[Dataset records]
^^^^^^^^

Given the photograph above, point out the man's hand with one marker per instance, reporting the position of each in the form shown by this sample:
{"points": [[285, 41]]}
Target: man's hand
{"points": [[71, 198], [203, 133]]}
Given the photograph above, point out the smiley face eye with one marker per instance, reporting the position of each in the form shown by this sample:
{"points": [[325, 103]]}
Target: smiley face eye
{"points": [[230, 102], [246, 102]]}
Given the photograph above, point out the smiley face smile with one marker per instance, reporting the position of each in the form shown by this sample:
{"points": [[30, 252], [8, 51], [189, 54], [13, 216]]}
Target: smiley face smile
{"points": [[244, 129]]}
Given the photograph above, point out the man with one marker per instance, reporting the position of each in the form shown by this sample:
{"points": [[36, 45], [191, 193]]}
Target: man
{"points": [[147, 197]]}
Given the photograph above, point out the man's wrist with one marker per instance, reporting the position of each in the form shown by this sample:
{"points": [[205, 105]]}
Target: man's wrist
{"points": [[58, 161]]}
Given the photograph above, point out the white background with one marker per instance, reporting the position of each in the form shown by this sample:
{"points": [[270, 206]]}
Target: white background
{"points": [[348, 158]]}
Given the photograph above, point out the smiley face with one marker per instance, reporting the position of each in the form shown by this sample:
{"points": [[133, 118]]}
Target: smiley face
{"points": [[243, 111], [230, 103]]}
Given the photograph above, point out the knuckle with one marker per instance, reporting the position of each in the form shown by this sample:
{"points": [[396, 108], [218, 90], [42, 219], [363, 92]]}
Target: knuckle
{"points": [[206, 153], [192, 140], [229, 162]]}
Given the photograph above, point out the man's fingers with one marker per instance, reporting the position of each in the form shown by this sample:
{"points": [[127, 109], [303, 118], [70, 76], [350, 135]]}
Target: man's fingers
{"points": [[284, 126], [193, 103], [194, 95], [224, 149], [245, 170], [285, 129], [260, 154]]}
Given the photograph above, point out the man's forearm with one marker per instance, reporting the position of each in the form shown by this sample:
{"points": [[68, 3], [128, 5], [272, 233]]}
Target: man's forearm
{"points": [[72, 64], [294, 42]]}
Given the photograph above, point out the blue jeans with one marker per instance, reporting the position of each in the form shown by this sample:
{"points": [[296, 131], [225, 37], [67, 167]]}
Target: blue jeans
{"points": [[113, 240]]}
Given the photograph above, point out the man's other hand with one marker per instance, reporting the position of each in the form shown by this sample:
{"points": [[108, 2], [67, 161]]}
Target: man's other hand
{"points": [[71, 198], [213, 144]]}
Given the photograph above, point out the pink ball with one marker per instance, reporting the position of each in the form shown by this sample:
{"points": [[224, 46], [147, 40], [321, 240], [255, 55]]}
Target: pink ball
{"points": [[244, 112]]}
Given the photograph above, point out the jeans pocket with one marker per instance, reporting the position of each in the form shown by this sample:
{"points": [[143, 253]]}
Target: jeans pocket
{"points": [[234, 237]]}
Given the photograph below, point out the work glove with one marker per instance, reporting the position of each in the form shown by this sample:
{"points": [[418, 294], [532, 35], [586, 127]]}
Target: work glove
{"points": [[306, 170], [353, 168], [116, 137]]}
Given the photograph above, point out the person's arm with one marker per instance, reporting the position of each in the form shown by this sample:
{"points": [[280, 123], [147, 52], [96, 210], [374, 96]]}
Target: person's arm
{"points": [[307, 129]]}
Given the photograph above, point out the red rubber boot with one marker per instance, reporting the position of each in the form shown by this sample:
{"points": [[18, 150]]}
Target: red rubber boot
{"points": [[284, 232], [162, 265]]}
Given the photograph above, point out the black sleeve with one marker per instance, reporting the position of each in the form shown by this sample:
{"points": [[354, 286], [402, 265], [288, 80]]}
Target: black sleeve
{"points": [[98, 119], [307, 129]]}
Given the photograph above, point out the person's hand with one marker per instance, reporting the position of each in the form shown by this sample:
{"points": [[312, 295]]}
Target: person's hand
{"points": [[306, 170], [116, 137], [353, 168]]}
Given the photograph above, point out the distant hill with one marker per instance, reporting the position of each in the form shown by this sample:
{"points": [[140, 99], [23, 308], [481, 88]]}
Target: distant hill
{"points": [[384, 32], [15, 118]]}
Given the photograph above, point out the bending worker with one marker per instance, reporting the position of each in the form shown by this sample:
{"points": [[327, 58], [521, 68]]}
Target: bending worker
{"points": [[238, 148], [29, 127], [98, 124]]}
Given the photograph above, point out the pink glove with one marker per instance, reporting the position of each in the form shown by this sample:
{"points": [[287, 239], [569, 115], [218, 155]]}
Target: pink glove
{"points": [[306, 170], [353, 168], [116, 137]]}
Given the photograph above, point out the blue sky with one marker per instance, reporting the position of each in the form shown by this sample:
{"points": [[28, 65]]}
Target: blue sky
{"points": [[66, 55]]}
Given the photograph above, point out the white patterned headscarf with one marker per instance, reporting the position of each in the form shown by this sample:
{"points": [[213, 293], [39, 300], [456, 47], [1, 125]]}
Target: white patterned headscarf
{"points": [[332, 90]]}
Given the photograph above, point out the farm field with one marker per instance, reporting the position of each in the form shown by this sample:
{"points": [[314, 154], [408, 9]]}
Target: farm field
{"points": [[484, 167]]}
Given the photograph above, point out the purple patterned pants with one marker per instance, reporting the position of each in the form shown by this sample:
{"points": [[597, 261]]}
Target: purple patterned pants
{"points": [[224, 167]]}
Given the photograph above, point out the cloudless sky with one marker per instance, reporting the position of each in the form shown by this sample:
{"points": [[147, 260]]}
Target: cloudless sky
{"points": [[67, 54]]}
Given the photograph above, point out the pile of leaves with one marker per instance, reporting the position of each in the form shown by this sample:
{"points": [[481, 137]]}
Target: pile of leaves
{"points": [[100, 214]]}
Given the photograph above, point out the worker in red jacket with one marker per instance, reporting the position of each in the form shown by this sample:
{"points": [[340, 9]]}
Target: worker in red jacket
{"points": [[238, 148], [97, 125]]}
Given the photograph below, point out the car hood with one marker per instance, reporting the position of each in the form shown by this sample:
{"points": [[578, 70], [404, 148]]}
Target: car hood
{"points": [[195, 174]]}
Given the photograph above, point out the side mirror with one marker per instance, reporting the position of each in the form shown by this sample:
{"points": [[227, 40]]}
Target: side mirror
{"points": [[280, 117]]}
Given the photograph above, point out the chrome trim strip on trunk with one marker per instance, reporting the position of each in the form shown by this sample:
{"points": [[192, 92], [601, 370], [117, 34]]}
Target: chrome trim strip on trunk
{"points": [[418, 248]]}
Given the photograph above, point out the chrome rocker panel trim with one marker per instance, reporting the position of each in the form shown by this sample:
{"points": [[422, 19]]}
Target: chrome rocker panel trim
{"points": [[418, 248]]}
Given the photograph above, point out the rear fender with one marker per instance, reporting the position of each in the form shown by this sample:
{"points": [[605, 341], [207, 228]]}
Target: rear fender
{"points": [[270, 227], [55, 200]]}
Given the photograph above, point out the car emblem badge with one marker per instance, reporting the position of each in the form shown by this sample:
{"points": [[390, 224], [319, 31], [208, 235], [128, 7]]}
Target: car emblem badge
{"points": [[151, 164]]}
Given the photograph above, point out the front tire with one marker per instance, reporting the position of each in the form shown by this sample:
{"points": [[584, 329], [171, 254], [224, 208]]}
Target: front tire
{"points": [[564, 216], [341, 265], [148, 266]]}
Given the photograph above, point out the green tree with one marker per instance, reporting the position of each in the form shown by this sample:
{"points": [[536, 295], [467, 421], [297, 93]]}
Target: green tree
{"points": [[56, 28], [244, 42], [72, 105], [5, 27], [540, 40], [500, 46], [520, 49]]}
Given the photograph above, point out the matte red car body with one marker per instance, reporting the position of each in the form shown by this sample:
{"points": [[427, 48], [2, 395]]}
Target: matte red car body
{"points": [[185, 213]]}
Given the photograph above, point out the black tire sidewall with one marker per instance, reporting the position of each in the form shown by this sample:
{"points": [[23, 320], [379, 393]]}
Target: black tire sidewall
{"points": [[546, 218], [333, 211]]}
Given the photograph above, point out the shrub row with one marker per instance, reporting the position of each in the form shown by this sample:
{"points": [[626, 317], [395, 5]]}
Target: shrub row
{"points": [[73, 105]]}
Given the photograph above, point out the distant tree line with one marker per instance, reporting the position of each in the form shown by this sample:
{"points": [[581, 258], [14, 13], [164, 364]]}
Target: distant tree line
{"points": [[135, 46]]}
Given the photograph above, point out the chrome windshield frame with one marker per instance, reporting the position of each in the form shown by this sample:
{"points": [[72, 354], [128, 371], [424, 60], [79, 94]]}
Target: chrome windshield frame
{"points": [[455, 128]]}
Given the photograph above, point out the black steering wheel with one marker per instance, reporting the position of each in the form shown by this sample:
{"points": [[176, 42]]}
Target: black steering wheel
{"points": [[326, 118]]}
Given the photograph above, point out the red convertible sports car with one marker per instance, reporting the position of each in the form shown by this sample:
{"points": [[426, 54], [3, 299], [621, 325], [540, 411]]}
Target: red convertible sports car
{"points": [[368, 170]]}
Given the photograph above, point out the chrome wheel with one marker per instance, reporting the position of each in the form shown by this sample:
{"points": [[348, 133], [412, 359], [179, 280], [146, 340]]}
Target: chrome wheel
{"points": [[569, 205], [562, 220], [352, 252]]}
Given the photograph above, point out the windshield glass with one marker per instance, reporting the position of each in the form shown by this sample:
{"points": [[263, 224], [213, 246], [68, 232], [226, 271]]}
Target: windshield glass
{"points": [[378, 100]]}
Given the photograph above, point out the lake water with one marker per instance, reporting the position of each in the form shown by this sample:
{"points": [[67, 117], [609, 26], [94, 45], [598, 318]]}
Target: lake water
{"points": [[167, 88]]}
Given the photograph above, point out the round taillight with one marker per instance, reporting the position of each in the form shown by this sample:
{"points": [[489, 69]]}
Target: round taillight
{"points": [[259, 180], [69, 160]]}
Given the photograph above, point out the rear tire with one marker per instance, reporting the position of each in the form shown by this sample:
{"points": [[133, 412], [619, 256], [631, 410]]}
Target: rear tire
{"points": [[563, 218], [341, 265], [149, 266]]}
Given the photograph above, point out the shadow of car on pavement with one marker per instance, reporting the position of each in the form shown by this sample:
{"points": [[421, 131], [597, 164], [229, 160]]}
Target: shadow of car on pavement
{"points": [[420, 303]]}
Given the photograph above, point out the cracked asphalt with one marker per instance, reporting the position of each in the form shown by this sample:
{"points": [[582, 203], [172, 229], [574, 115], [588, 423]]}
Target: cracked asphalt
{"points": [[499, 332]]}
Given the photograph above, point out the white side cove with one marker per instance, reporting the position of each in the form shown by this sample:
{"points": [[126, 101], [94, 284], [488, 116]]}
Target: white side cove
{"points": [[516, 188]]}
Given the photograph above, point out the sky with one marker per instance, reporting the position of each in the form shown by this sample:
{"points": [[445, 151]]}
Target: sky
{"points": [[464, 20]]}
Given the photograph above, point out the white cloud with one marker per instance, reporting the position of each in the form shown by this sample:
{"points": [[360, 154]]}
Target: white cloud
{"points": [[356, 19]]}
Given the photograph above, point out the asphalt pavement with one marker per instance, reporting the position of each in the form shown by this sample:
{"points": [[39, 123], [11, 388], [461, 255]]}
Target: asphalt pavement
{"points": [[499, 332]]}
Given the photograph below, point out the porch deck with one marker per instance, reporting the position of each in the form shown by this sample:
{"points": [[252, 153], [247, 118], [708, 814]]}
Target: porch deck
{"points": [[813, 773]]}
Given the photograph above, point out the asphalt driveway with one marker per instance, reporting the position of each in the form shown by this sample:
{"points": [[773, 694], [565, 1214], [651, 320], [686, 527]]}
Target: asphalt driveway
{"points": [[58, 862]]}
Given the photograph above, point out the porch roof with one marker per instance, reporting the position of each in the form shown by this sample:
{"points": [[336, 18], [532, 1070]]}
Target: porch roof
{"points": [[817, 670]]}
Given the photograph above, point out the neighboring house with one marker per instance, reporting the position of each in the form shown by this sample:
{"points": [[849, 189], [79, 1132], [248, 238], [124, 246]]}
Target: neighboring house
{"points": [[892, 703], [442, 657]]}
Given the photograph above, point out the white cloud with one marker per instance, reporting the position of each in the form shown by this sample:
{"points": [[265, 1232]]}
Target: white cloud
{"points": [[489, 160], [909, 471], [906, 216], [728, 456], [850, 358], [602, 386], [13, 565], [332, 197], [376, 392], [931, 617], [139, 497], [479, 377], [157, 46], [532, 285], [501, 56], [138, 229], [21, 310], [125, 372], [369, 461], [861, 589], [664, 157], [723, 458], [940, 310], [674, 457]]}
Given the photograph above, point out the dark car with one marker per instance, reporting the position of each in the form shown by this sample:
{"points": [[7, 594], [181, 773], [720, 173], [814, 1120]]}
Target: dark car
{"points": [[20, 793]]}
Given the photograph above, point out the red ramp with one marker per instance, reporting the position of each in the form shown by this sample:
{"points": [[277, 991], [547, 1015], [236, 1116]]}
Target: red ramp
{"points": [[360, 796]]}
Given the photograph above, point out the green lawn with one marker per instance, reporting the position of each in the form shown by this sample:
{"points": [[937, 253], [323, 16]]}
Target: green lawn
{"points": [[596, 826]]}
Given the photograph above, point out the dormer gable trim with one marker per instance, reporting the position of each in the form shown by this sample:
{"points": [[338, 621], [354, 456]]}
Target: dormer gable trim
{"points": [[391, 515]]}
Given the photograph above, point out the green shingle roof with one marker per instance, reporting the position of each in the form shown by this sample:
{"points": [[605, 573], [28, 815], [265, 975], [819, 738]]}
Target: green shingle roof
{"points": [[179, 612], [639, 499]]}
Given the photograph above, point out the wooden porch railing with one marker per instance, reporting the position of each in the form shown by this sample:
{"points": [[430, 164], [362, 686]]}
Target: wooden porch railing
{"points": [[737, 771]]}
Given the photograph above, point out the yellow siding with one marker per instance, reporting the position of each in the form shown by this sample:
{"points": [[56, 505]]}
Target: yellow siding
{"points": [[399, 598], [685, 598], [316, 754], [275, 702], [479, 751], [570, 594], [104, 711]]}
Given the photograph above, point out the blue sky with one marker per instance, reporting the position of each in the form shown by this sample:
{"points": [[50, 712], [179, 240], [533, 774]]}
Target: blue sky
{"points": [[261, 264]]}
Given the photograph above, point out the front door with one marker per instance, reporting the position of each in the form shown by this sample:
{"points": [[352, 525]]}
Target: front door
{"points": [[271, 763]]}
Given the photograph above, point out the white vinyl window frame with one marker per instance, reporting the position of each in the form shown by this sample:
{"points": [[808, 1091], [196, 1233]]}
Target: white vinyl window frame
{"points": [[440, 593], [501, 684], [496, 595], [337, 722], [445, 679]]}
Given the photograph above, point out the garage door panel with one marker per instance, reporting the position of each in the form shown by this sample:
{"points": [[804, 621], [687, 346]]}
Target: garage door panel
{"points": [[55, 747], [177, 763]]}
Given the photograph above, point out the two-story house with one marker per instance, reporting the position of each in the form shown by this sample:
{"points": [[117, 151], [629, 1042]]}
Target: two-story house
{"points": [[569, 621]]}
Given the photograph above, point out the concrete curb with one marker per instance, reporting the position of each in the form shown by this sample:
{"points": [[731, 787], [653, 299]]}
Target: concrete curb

^^^^^^^^

Copy out exactly the lines from the line with "Given the photograph above, point out the front door" to the end of the listing, including both of those lines, and give nothing else.

Given the photograph above, point out the front door with one marker per instance, reporting the position of each in the form shown by this sample:
{"points": [[352, 525]]}
Target: front door
{"points": [[271, 763]]}
Given the photograph above, point out the white vinyl window frame with one marker per instance, reporting the position of each in the form shown by this sample:
{"points": [[808, 1091], [196, 1233]]}
Target: white vinyl window frame
{"points": [[440, 593], [501, 684], [496, 595], [337, 722], [445, 679]]}
Given the photograph above, point out the garage door panel with one marker per instance, reporting the position of each in the form shown by this sample:
{"points": [[804, 621], [687, 346]]}
Target: garage door panel
{"points": [[55, 747], [177, 763]]}
Given the photograph above, point out the two-story house with one marker per instance, reporting the position of each in the form shown by this sample:
{"points": [[117, 151], [629, 1042]]}
Target: two-story house
{"points": [[569, 621]]}
Given the photograph above, point out the concrete curb with one marker per instance, reporting the position of each in the form shown by this sample:
{"points": [[731, 787], [653, 299]]}
Target: concrete curb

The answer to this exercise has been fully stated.